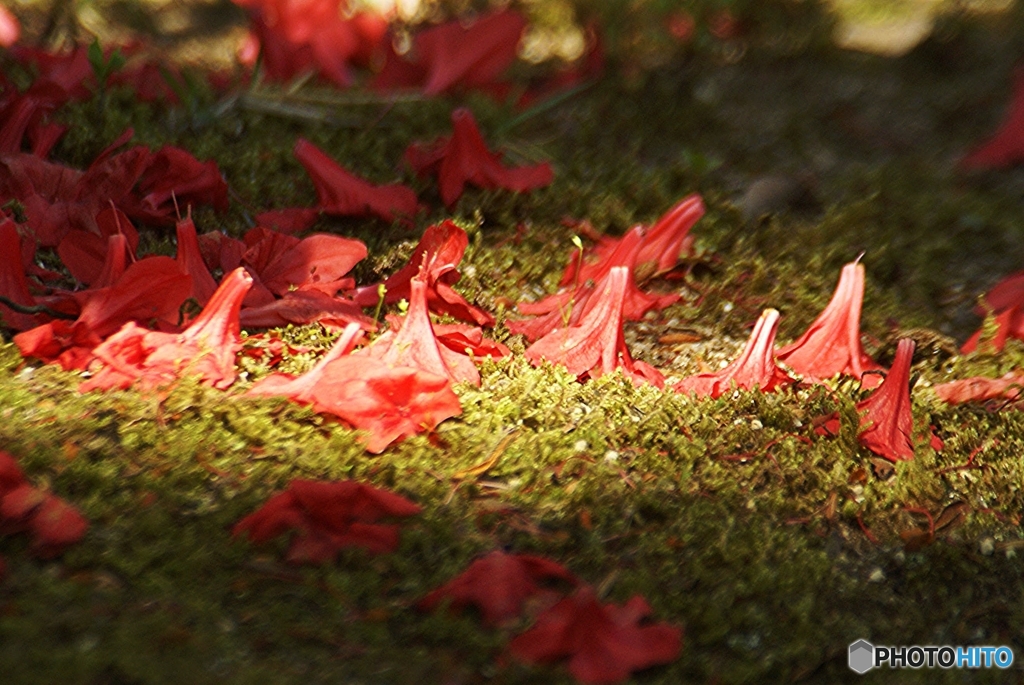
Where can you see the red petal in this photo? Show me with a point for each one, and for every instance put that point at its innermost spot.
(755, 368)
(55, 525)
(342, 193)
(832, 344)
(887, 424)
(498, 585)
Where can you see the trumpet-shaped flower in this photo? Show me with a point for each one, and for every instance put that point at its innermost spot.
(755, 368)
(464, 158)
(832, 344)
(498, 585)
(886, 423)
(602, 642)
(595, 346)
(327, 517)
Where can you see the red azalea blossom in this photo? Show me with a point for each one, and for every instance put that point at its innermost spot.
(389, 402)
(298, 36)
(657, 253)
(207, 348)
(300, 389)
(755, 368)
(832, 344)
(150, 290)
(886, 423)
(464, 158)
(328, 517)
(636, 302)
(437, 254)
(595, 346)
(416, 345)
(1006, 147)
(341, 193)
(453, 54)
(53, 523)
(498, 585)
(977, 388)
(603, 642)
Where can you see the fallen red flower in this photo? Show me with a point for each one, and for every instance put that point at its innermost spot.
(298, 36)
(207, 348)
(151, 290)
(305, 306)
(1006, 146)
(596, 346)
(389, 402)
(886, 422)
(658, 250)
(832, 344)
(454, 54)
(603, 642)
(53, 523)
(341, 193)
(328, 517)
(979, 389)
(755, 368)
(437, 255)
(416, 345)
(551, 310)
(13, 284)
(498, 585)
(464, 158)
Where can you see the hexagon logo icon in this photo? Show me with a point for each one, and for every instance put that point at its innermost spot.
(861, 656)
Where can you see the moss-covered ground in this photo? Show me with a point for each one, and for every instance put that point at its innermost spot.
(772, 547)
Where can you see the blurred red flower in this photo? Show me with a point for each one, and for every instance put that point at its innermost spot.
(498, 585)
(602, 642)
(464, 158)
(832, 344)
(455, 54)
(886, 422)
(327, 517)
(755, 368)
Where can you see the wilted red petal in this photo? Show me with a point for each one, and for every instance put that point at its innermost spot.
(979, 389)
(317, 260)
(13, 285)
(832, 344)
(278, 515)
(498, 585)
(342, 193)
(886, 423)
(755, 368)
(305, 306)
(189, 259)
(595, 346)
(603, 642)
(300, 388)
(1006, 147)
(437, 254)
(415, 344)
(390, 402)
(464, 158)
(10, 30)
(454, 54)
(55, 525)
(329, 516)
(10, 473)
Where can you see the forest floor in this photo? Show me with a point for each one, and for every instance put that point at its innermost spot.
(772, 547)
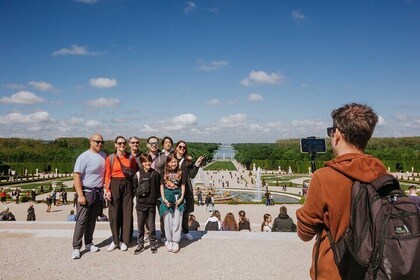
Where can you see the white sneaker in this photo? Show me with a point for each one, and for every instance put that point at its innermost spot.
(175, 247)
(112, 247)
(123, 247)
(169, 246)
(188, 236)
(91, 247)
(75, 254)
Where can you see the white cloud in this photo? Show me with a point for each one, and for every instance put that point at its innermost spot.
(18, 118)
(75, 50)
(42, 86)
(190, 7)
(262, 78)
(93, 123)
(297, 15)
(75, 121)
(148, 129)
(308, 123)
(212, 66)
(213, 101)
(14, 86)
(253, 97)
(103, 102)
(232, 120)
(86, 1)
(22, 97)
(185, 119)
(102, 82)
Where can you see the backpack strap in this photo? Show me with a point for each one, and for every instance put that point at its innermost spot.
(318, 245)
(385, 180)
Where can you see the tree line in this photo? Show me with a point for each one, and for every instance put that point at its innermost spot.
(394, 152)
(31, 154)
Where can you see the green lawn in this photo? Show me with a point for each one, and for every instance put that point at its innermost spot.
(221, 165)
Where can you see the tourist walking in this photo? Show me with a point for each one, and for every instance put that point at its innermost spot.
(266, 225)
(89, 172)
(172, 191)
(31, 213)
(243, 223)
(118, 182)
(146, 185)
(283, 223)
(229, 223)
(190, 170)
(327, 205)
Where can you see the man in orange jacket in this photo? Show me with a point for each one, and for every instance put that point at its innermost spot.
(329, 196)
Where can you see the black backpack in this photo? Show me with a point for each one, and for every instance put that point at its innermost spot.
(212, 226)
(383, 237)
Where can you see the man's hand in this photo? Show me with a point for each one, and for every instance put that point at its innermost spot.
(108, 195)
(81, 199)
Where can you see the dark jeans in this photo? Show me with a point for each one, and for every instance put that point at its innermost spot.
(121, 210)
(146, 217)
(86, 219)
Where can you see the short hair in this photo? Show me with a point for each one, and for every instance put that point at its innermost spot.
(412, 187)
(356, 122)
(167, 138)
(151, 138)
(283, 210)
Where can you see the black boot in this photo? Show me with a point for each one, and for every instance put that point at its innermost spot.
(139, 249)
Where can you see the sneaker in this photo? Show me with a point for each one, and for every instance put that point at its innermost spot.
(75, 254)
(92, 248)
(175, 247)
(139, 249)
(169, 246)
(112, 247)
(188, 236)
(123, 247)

Exercise directions
Rewrite the material as a Markdown table with the columns Row and Line, beginning at the line that has "Where can you see the black boot" and stopping after the final line of the material. Give each line its own row and leave out any blank lines.

Solution to the exercise
| Row | Line |
|---|---|
| 1 | Where can you see the black boot in this photo? Show me with a point for each one, and for every instance put that point at its innermost spot. |
| 2 | (139, 249) |
| 3 | Where can you see the sneaker in this photo? Show me with a point for each one, and for every instance put that point at its innermost spot. |
| 4 | (75, 254) |
| 5 | (92, 248) |
| 6 | (175, 247) |
| 7 | (139, 249) |
| 8 | (169, 246) |
| 9 | (112, 247) |
| 10 | (188, 236) |
| 11 | (123, 247) |